**Description of the task:** Your answer should be the entries, repeated exactly.

**Given data:**

------

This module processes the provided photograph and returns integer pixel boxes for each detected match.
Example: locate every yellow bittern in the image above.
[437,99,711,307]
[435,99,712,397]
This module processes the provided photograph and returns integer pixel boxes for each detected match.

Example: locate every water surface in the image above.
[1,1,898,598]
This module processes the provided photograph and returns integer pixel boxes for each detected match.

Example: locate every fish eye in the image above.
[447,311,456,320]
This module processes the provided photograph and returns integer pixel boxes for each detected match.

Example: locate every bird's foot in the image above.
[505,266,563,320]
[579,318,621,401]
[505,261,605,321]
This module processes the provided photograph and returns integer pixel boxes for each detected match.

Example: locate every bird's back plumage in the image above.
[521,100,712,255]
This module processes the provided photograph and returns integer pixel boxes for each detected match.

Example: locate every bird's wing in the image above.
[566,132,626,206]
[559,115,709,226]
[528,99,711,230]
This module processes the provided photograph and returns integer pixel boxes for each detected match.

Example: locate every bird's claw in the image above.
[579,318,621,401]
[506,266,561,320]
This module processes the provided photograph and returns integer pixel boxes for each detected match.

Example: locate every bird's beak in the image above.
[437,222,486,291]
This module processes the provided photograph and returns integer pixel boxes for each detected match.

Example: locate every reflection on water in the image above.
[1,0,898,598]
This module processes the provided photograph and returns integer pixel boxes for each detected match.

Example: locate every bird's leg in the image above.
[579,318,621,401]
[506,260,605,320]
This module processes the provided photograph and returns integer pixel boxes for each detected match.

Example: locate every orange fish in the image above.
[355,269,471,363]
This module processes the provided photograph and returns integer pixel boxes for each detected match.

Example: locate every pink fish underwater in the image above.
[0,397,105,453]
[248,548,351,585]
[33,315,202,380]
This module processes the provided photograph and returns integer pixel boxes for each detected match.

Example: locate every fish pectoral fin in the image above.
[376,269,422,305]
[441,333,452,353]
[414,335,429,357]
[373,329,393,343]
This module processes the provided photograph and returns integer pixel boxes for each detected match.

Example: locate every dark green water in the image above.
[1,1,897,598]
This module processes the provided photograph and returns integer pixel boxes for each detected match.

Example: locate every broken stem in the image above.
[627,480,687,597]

------

**Answer space:**
This module processes the provided photograph and returns integer pixel boxes for each detected match.
Example: locate every yellow bittern in the image above.
[437,99,711,307]
[435,99,712,397]
This module processes the provided photograph and returns integer pixel boxes for each detected match.

Example: locate every water surface in the image above.
[1,1,898,598]
This module processes the provided photograph and returns integer pixel boxes for each detected match.

Example: locate every fish eye in the image above.
[447,311,456,320]
This module processes the provided photograph and returns integer pixel boxes for each detected match.

Example: locate every bird's foot in the image above.
[505,266,563,320]
[579,318,621,401]
[505,261,605,321]
This module processes the provided photograph and returns integer pixel boxes for each detected match.

Example: locate every bird's back plumage in the image above.
[521,100,712,255]
This module processes the provided photograph and returns integer pixel boxes for each detected match.

Example: locate every bird's wing in the image above.
[566,132,626,206]
[559,115,709,226]
[528,99,711,230]
This module processes the provided photograph and returns integer pixel boxes for each detected match.

Example: locate every bird's claw in the image above.
[579,318,621,401]
[506,266,561,320]
This module processes the provided photograph and returns integer pixel boxes for each detected match.

Example: locate every bird's beak in the image above.
[437,222,486,291]
This module processes the provided photograph and returns integer pixel boxes for each detected match.

Example: locate every reflection on water in the image above.
[1,0,898,598]
This module processes the provided photograph and returns integer pixel boxes for each detected match.

Example: locate every bird's leg in the image above.
[579,318,621,401]
[506,260,605,320]
This module processes the provided photograph and returns integer pixel boxes for each detected match.

Example: locate every orange fish in the image above.
[355,269,471,363]
This module processes the provided photograph and returns integer pixel boxes for each detected match.

Example: locate every pink fish underwater in the image above.
[0,397,105,453]
[248,548,351,585]
[33,315,202,380]
This module processes the provided photograph and returns integer pixel boxes for each detected match.

Example: locate every fish pectoral fin in the image above.
[376,269,422,305]
[441,333,452,353]
[414,335,429,357]
[373,329,393,343]
This module processes the provided photograph and returns integer pixel boxes for each detected match.

Example: locate every dark green water in the image above.
[1,1,897,598]
This module processes the provided photograph and returns integer pixel boxes for each detected match.

Example: locate every broken stem in the image above.
[627,480,687,597]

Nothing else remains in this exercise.